# What to work on
Tally the lines in the records below that contain the word "illuminated", and reply with that number alone.
━━━ Provided entries ━━━
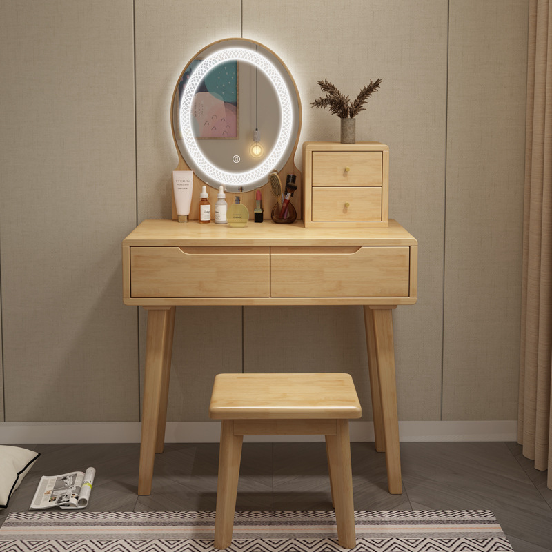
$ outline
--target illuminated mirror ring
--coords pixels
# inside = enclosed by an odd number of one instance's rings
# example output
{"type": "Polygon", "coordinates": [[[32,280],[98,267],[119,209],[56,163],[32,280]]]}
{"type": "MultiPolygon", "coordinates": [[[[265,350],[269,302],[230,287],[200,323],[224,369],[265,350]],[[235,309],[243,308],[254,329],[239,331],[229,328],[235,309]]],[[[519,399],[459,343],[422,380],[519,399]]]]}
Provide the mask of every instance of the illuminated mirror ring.
{"type": "Polygon", "coordinates": [[[274,66],[257,52],[241,48],[230,48],[215,52],[206,57],[190,75],[184,90],[180,103],[180,130],[188,153],[206,175],[225,185],[245,186],[266,176],[280,159],[291,137],[293,112],[289,92],[274,66]],[[264,72],[276,89],[282,112],[282,124],[273,150],[262,164],[245,172],[228,172],[207,161],[196,144],[192,128],[192,102],[201,80],[213,67],[229,60],[247,61],[264,72]]]}

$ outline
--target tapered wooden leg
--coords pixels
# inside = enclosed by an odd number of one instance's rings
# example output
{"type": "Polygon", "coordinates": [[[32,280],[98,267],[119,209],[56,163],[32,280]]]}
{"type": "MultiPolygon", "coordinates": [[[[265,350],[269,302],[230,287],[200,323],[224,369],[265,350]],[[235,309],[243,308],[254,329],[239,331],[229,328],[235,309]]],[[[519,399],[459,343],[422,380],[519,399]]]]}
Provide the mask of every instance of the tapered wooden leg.
{"type": "Polygon", "coordinates": [[[370,393],[372,395],[372,413],[374,418],[374,435],[375,450],[385,452],[384,437],[384,420],[382,415],[382,401],[379,397],[379,378],[377,377],[377,357],[374,342],[374,321],[372,311],[368,305],[364,306],[364,328],[366,333],[366,350],[368,351],[368,371],[370,375],[370,393]]]}
{"type": "Polygon", "coordinates": [[[330,477],[333,482],[337,538],[340,546],[354,548],[356,546],[356,533],[348,420],[338,420],[337,422],[336,435],[326,435],[326,442],[330,458],[330,477]]]}
{"type": "Polygon", "coordinates": [[[335,507],[333,500],[333,480],[332,480],[332,464],[330,462],[330,449],[328,447],[328,435],[326,435],[326,457],[328,459],[328,473],[330,475],[330,492],[332,495],[332,506],[335,507]]]}
{"type": "Polygon", "coordinates": [[[371,310],[385,435],[387,480],[389,492],[393,495],[400,495],[402,482],[391,312],[391,308],[371,310]]]}
{"type": "Polygon", "coordinates": [[[169,310],[164,308],[148,310],[139,495],[149,495],[151,493],[164,372],[166,366],[165,356],[170,324],[169,313],[169,310]]]}
{"type": "Polygon", "coordinates": [[[220,432],[217,513],[215,520],[216,549],[228,548],[232,542],[243,441],[243,435],[234,435],[234,421],[223,420],[220,432]]]}
{"type": "Polygon", "coordinates": [[[170,363],[172,359],[172,338],[175,334],[175,314],[177,308],[171,306],[167,311],[168,324],[164,339],[165,351],[163,353],[163,379],[161,382],[161,399],[159,401],[159,417],[157,422],[157,437],[155,442],[155,452],[162,453],[165,446],[165,426],[167,423],[167,402],[168,401],[168,384],[170,379],[170,363]]]}

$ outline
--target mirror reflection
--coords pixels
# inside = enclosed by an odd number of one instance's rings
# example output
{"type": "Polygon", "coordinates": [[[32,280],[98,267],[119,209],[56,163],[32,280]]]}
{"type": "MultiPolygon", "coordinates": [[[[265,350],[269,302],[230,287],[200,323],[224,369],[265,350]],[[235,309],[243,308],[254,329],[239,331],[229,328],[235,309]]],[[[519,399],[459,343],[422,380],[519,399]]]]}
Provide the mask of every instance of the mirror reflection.
{"type": "Polygon", "coordinates": [[[299,96],[279,58],[241,39],[206,47],[182,72],[172,99],[179,150],[206,184],[248,191],[295,152],[299,96]]]}

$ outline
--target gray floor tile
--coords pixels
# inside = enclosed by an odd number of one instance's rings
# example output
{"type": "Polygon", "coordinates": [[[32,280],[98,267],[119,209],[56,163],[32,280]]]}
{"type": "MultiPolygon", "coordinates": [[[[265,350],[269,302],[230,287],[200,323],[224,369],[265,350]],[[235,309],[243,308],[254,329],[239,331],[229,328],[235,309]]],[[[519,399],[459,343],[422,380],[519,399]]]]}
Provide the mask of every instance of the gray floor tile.
{"type": "Polygon", "coordinates": [[[549,489],[548,470],[541,471],[535,469],[535,463],[533,460],[526,458],[523,455],[523,447],[518,443],[506,443],[510,451],[515,457],[515,460],[525,471],[527,476],[533,482],[533,484],[538,489],[544,500],[552,508],[552,489],[549,489]]]}
{"type": "MultiPolygon", "coordinates": [[[[138,444],[26,446],[41,453],[0,511],[26,511],[42,475],[88,466],[97,477],[94,511],[213,511],[218,444],[169,444],[156,455],[152,491],[138,497],[138,444]]],[[[485,508],[493,510],[516,552],[552,552],[552,491],[515,443],[402,443],[404,492],[387,492],[385,455],[373,443],[351,444],[359,510],[485,508]]],[[[331,508],[324,443],[244,443],[238,510],[331,508]]]]}
{"type": "Polygon", "coordinates": [[[405,443],[403,481],[420,509],[492,510],[509,537],[548,546],[552,510],[504,443],[405,443]]]}
{"type": "Polygon", "coordinates": [[[550,546],[543,547],[538,544],[527,542],[526,540],[521,540],[515,537],[506,535],[514,552],[551,552],[552,551],[552,544],[550,546]]]}

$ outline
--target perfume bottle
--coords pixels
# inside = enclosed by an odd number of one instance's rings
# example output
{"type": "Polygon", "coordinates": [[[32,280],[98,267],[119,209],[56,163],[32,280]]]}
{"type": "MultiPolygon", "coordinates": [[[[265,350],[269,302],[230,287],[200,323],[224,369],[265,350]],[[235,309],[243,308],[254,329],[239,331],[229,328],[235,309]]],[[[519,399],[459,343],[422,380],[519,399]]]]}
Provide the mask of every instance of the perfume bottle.
{"type": "Polygon", "coordinates": [[[249,210],[245,205],[239,202],[239,196],[236,196],[236,202],[228,206],[226,211],[226,220],[228,226],[239,228],[245,226],[249,220],[249,210]]]}
{"type": "Polygon", "coordinates": [[[209,203],[209,194],[207,186],[201,186],[199,194],[199,222],[206,224],[211,221],[211,204],[209,203]]]}

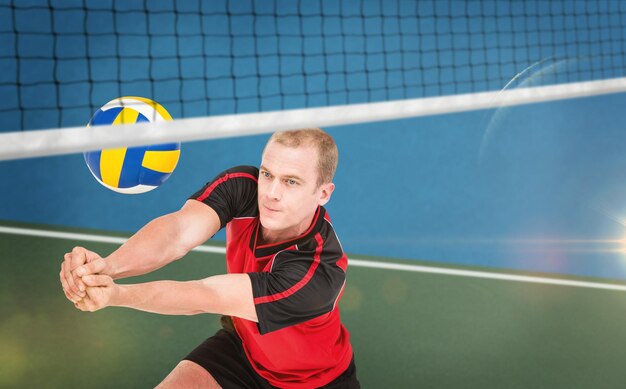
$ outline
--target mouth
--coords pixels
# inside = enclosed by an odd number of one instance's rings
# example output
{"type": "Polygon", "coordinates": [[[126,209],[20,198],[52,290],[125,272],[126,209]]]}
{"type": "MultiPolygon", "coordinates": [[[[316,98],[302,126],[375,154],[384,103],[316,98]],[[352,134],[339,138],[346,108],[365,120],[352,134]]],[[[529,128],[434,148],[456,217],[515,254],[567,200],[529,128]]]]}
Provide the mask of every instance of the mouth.
{"type": "Polygon", "coordinates": [[[263,208],[265,208],[265,210],[268,211],[268,212],[280,212],[280,210],[270,208],[267,205],[264,205],[263,208]]]}

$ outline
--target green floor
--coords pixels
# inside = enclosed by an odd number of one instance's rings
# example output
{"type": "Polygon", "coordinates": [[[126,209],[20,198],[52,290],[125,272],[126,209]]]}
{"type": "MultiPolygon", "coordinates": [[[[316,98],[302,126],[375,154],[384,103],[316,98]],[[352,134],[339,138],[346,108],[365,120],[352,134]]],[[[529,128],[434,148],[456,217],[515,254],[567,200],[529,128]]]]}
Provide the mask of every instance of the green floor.
{"type": "MultiPolygon", "coordinates": [[[[1,388],[153,387],[217,329],[214,315],[76,310],[58,273],[77,244],[102,255],[115,248],[0,234],[1,388]]],[[[203,278],[223,273],[223,262],[191,253],[136,280],[203,278]]],[[[353,266],[340,308],[364,388],[623,388],[626,381],[624,292],[353,266]]]]}

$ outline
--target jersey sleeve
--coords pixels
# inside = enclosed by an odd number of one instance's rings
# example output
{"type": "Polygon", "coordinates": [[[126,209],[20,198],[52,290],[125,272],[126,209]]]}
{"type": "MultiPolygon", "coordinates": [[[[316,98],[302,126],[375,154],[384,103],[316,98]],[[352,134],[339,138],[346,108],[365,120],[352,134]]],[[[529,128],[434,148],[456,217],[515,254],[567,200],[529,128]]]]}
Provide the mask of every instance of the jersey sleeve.
{"type": "Polygon", "coordinates": [[[254,166],[228,169],[206,183],[189,199],[213,208],[224,228],[233,218],[255,216],[259,170],[254,166]]]}
{"type": "Polygon", "coordinates": [[[280,251],[270,272],[249,273],[261,334],[332,311],[345,285],[345,254],[316,236],[310,250],[280,251]]]}

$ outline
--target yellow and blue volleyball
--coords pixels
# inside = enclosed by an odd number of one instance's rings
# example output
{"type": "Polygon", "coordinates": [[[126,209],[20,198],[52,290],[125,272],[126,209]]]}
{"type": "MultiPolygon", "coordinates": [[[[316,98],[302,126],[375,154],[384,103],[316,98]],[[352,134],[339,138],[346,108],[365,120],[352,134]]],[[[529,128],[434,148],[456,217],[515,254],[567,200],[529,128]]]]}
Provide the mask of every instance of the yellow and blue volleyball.
{"type": "MultiPolygon", "coordinates": [[[[130,96],[109,101],[88,126],[167,120],[172,117],[158,103],[130,96]]],[[[91,174],[102,185],[115,192],[137,194],[155,189],[169,178],[178,164],[180,143],[90,151],[84,156],[91,174]]]]}

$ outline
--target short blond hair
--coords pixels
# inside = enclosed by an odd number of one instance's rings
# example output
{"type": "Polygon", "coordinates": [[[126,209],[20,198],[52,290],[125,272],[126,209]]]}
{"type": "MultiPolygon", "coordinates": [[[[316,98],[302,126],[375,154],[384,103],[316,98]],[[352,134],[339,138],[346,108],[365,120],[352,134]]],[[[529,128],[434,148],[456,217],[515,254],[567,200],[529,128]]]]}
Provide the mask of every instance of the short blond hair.
{"type": "Polygon", "coordinates": [[[293,148],[315,148],[317,150],[317,187],[333,181],[337,171],[339,151],[335,140],[326,131],[321,128],[278,131],[272,134],[267,144],[272,142],[293,148]]]}

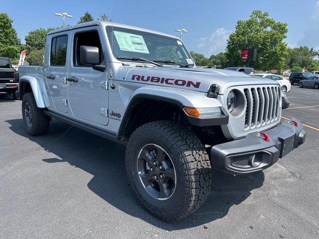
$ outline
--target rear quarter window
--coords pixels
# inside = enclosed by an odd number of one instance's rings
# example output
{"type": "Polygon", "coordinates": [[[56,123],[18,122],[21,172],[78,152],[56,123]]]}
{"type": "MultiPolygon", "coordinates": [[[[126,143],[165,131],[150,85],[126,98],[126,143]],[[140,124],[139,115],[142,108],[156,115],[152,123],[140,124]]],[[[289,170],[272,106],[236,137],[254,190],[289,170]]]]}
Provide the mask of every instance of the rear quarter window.
{"type": "Polygon", "coordinates": [[[0,59],[0,68],[9,68],[9,61],[6,59],[0,59]]]}

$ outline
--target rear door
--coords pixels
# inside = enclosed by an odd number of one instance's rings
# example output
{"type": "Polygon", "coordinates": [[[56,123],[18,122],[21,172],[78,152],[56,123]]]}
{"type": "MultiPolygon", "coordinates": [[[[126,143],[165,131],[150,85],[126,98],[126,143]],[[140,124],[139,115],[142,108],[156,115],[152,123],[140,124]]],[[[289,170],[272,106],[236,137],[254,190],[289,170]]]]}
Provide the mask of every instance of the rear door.
{"type": "Polygon", "coordinates": [[[59,32],[51,37],[46,81],[54,108],[58,112],[68,112],[67,74],[71,31],[59,32]]]}
{"type": "Polygon", "coordinates": [[[82,64],[80,56],[81,46],[97,47],[100,52],[99,65],[107,65],[105,43],[100,31],[98,26],[72,30],[72,59],[69,63],[68,79],[76,79],[77,82],[69,83],[68,94],[75,117],[106,125],[109,122],[108,70],[106,69],[102,72],[82,64]]]}

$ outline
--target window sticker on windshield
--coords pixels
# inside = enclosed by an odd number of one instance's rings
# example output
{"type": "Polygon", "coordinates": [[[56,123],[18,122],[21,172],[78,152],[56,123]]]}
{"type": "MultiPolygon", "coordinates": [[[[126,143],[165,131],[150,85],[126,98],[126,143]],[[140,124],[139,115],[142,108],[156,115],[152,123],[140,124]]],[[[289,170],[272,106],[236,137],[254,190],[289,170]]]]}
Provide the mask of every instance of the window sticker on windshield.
━━━
# Written response
2